WHAT TO WORK ON
Your output must match the data word for word, with every line included.
*** Opening RECORDED INFORMATION ***
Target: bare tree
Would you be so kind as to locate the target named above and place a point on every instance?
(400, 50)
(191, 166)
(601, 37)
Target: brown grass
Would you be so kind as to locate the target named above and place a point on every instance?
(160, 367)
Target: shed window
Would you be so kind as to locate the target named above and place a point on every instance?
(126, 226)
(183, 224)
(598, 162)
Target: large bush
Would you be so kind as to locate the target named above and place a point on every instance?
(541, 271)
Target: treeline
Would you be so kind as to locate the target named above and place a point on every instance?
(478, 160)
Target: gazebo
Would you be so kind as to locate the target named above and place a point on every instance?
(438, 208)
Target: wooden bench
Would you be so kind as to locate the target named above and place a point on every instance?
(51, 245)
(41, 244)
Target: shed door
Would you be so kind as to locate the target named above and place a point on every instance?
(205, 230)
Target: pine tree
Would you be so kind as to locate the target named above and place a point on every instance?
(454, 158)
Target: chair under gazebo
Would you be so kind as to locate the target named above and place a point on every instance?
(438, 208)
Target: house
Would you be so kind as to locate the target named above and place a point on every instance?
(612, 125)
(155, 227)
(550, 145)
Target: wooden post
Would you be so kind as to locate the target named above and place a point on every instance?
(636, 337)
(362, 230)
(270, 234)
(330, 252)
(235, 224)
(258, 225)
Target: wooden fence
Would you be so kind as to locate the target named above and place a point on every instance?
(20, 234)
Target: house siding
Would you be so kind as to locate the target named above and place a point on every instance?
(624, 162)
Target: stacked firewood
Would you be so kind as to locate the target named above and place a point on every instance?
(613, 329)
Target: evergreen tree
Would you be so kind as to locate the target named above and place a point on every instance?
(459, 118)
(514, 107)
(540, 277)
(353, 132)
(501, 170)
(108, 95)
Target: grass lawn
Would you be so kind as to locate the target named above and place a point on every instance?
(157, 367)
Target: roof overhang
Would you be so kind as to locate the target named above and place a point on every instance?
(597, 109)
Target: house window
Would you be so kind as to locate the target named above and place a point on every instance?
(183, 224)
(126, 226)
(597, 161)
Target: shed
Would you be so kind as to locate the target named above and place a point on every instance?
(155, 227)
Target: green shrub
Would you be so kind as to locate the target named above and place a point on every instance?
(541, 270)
*** Closing RECORDED INFORMATION ***
TASK OUTPUT
Target: bare tree
Would you be so kind as to locate the target named above and place a point on every instance?
(400, 50)
(191, 166)
(601, 37)
Target: brown grass
Would you be so kind as to locate the target named above and place a point on every instance?
(160, 367)
Target: shed window
Would you be so kind as to locate the target named above and place a point on every instance?
(126, 226)
(183, 224)
(598, 162)
Target: large bush
Would you be so kind as to locate the target named above and place a point on every instance?
(541, 271)
Target: treeline
Would you be so kind as to locate the target named above and place a point on every instance?
(478, 160)
Target: gazebo
Would you be so kind as to locate the target named above and place a point on every instance?
(438, 208)
Target: wooden bench
Would you be so kind as to locate the target named above and place a point on every instance?
(51, 245)
(41, 244)
Target: shed door
Would you be so kind as to locate the target named above and place a point on every instance?
(205, 230)
Target: pine tree
Would you be so kind as to locate the target named above and place a point on every instance?
(454, 158)
Target: chair under gazebo
Would you be so kind as to locate the target named above and place a point on every instance?
(438, 208)
Target: house
Would you be so kind as to locate the target named above and place a point on every instance?
(612, 125)
(155, 227)
(550, 145)
Target: wooden post
Would you be so kind as to locate the target named above and place a point on every instance?
(636, 337)
(362, 230)
(270, 234)
(330, 252)
(235, 224)
(258, 225)
Target: wooden fence
Would you be so kind as to locate the target named above and place a point on every instance?
(20, 234)
Target: house siding
Would you be so kind as to locate the target named above and place a point on every instance?
(624, 162)
Target: stacked firewood
Would you be so kind as to locate the target named above and place a point on every instance?
(613, 329)
Target: evergreen tree
Would you be so kind as to locate the target named above and place a point on every instance?
(459, 118)
(514, 107)
(540, 277)
(353, 132)
(501, 170)
(108, 95)
Target: grass lawn
Would you be so kind as to locate the target named above and place a point on every instance?
(157, 367)
Target: roof overhang
Would you be so kind as to locate the target named above and place a point on every instance?
(597, 109)
Target: house window
Would you be so kind as to locate the target named above and place a point on every instance?
(183, 224)
(126, 226)
(597, 161)
Target: shed
Would you be so kind as to locate the target named above and place a point on every instance?
(155, 227)
Target: green shrub
Would you be so kind as to locate the target named above and place a point on every instance?
(541, 270)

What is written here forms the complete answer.